Brief:
Restate word for word the lines beginning with the one that contains "Where can the black helmet" and ending at the bottom of the records below, both included.

[[ Excerpted data, beginning ]]

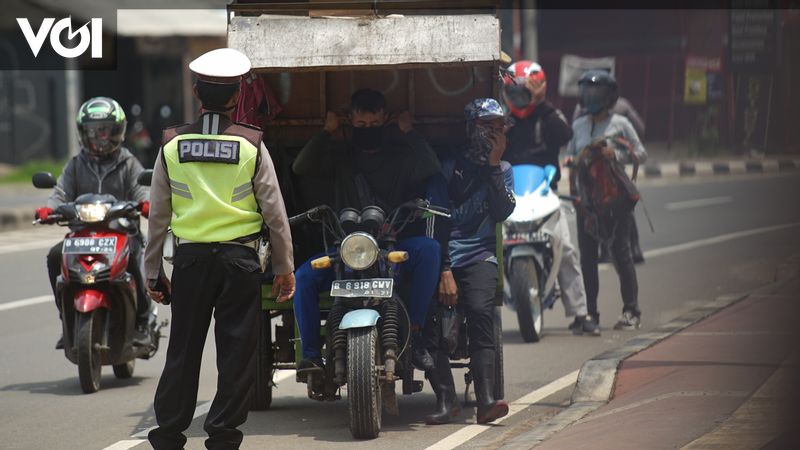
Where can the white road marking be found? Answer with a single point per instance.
(470, 431)
(716, 240)
(26, 302)
(201, 410)
(703, 168)
(31, 239)
(699, 203)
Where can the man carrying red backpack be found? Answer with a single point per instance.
(602, 142)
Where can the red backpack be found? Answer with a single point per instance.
(604, 190)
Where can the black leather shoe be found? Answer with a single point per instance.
(482, 368)
(441, 379)
(307, 366)
(420, 357)
(141, 336)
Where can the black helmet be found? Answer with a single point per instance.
(598, 91)
(101, 125)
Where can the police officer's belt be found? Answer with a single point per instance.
(252, 244)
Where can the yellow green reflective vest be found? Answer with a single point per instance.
(211, 164)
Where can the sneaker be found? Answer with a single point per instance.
(584, 325)
(141, 336)
(628, 321)
(636, 253)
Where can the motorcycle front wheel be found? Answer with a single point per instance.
(527, 298)
(89, 337)
(363, 388)
(124, 370)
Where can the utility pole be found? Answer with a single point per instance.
(530, 35)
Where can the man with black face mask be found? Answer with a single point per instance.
(477, 187)
(381, 165)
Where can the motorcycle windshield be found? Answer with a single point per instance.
(528, 177)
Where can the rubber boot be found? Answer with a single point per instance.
(447, 404)
(489, 408)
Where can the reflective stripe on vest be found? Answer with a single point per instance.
(210, 176)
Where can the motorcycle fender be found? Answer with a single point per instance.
(90, 299)
(359, 318)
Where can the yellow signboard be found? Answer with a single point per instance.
(696, 88)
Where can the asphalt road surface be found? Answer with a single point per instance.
(712, 237)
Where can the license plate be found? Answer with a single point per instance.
(90, 245)
(539, 236)
(372, 287)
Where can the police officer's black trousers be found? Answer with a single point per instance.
(223, 280)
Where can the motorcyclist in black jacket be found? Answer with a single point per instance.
(103, 166)
(538, 133)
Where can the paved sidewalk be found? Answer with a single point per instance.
(730, 381)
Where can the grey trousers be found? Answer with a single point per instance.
(570, 277)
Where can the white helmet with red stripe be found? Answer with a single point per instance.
(516, 94)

[[ Excerpted data, end ]]

Task result:
Where can the black helmet be found? Answer with a single point per instance.
(598, 91)
(101, 125)
Where can the police officer's belt be found? Answer with a single point per instance.
(252, 244)
Where can the yellow green reflective vest be found? Answer with a single point per instance.
(211, 164)
Where can the sneaker be found? Answer with a single point per instance.
(584, 325)
(141, 336)
(628, 321)
(636, 253)
Where can the motorcycle front wheel be found? Answer with a single point per instance.
(527, 298)
(89, 337)
(363, 388)
(124, 370)
Where can the utility pole be found? Answer with a single point per instance.
(530, 35)
Where can the man with black face mask be found? Answer with a single point per instance.
(477, 187)
(381, 165)
Where can the motorcycle windshield be found? Answer with a single point per instance.
(528, 177)
Where can the rubber boot be found? Answer with a single point per instance.
(447, 404)
(489, 408)
Where can the reflective stripe on vest be found? Answer with a single point per instance.
(210, 176)
Where can the motorcycle fender be found? Answer with a single point per instance.
(90, 299)
(359, 318)
Where can the yellow signboard be found? Answer with a single point per instance.
(696, 88)
Where can the asphalt road surface be found? Answer with a single point per instance.
(712, 237)
Where can the license plate be found? Answer with a single point per instance.
(90, 245)
(539, 236)
(372, 287)
Where can the police officer's black trousers be found? Answer with a single point per instance.
(223, 280)
Where can the motorcyclist in black jacket be found? Answer with a single point per instance.
(103, 166)
(538, 133)
Where can the paved sidewalk be found? Answer with a single point per instance.
(730, 381)
Where can the grey trousers be found? Answer with a single point per instance.
(570, 277)
Where can the white helmet with red stripe be found? Answer with a single point per instance.
(516, 94)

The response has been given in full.